▸ **EXCERPT PROVIDED**:
The whole thing–from eyes to hands, wordlessly throughout–appeals to my aesthetic sensibility, affording me the chance to look, look for, and then look at. So rarely would I look for or at otherwise, preferring instead to think. But when a wild flower, seemingly alive, reveals sweet transience, ah well then am I truly happy.
Before the window, in the evening light: hanging vines, cut, twisting, leaning, torquing, a yellow flower already having fallen off: how beautiful is our dinner now.
Amazement.–Look with me at the man on the canvas, the one with two faces, two men or the same facing different directions. A sailor, a hardened man, a handkerchief lightly about the neck. He has no ears yet but he is equipped, beautifully so, with a firm carnivore’s jaw.
Awe the moment we stopped, feet scuffing earth no more, to stand and hear the birds and their desert song. How was it that song? Quietly merry. Was it so? It was. And did you catch their names, any of them? We weren’t then about that.
On a cold day, I clipped lavender and set these wickered branches into a glass jar which I then filled with rocks to steady them. At what angles, after some days, do the lavender flowers bend. Some upright and gazing, some turning to hang elliptically, others like swans dipping their heads underwater in search of deep fish.
Well, my friend, and now the snow is gone, some days now, and the Pink Dawn tree has finally folded to winter, crumpling up its leaves, not being so wistful as to poke up fresh buds. Thank God. Look farther out toward the distant mountains. Still snow-covered. Recall the sand beneath runner’s feet feeling like snow and the earthen bowl cradled, as always, by the concave bowl glorious and finite.
Imagine the world as if it were created out of rock and fire, out of sky, from water, each thing and all things cast and pressed and hurled into place. Do. It is an artist’s thought.

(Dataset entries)

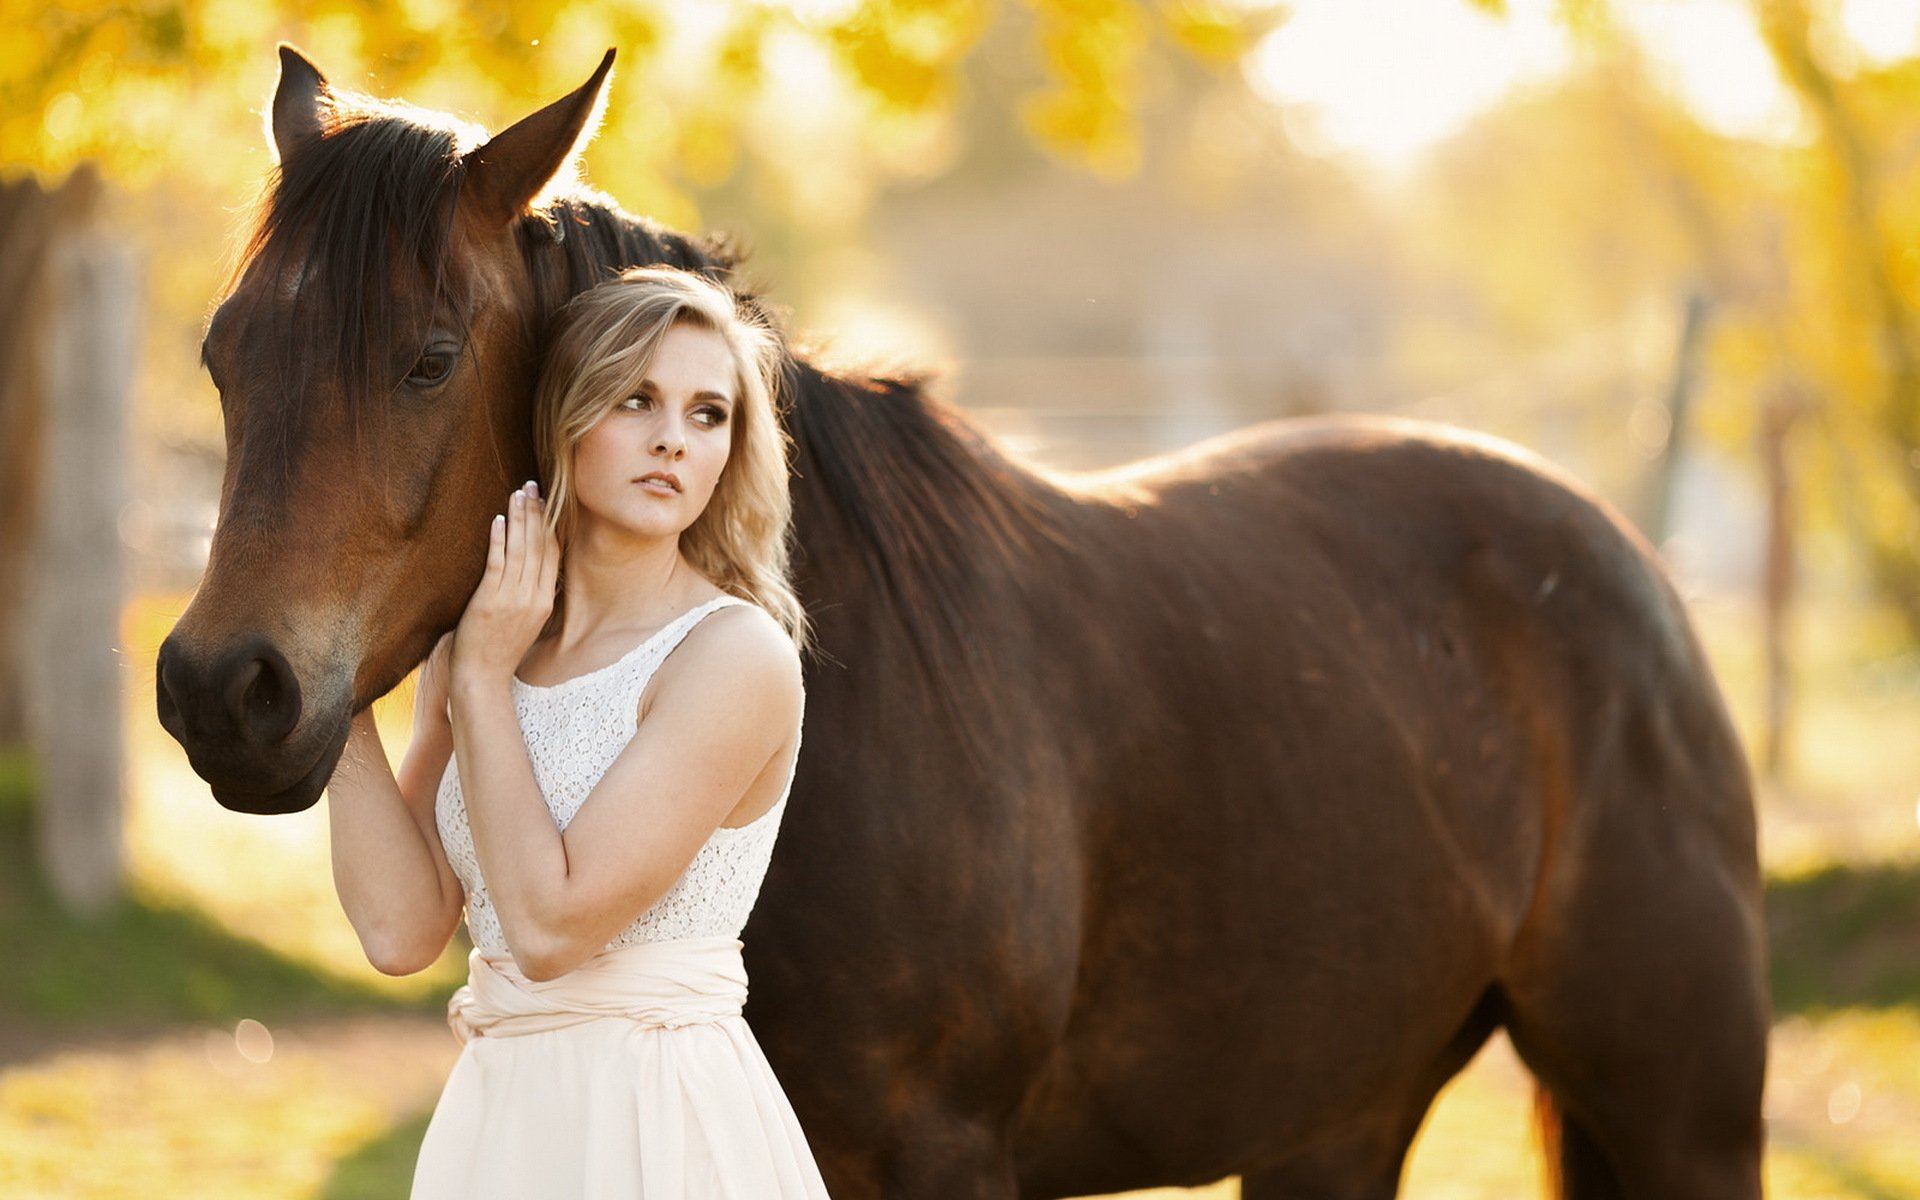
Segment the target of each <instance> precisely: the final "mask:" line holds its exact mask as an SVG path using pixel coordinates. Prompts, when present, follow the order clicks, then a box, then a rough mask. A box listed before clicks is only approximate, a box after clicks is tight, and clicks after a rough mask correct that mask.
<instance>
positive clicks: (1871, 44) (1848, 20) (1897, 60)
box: [1839, 0, 1920, 65]
mask: <svg viewBox="0 0 1920 1200" xmlns="http://www.w3.org/2000/svg"><path fill="white" fill-rule="evenodd" d="M1839 27H1841V29H1845V31H1847V38H1849V40H1851V42H1853V44H1855V46H1857V48H1859V50H1860V54H1862V56H1864V58H1866V60H1868V61H1870V63H1874V65H1887V63H1897V61H1901V60H1907V58H1912V56H1914V54H1920V0H1847V2H1845V4H1843V6H1841V12H1839Z"/></svg>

▸ **REQUIREMENT A**:
Answer the following questions using the prose excerpt above:
(i) What did the speaker fill the glass jar of lavender with to steady the branches?
(ii) What is the name of the tree that has folded to winter?
(iii) What does the man on the canvas not yet have?
▸ **REQUIREMENT B**:
Output a verbatim portion of the prose excerpt above, beginning at the words "Before the window, in" and stopping after the words "then about that.".

▸ **RESPONSE A**:
(i) Rocks.
(ii) The Pink Dawn tree.
(iii) Ears.

▸ **RESPONSE B**:
Before the window, in the evening light: hanging vines, cut, twisting, leaning, torquing, a yellow flower already having fallen off: how beautiful is our dinner now.
Amazement.–Look with me at the man on the canvas, the one with two faces, two men or the same facing different directions. A sailor, a hardened man, a handkerchief lightly about the neck. He has no ears yet but he is equipped, beautifully so, with a firm carnivore’s jaw.
Awe the moment we stopped, feet scuffing earth no more, to stand and hear the birds and their desert song. How was it that song? Quietly merry. Was it so? It was. And did you catch their names, any of them? We weren’t then about that.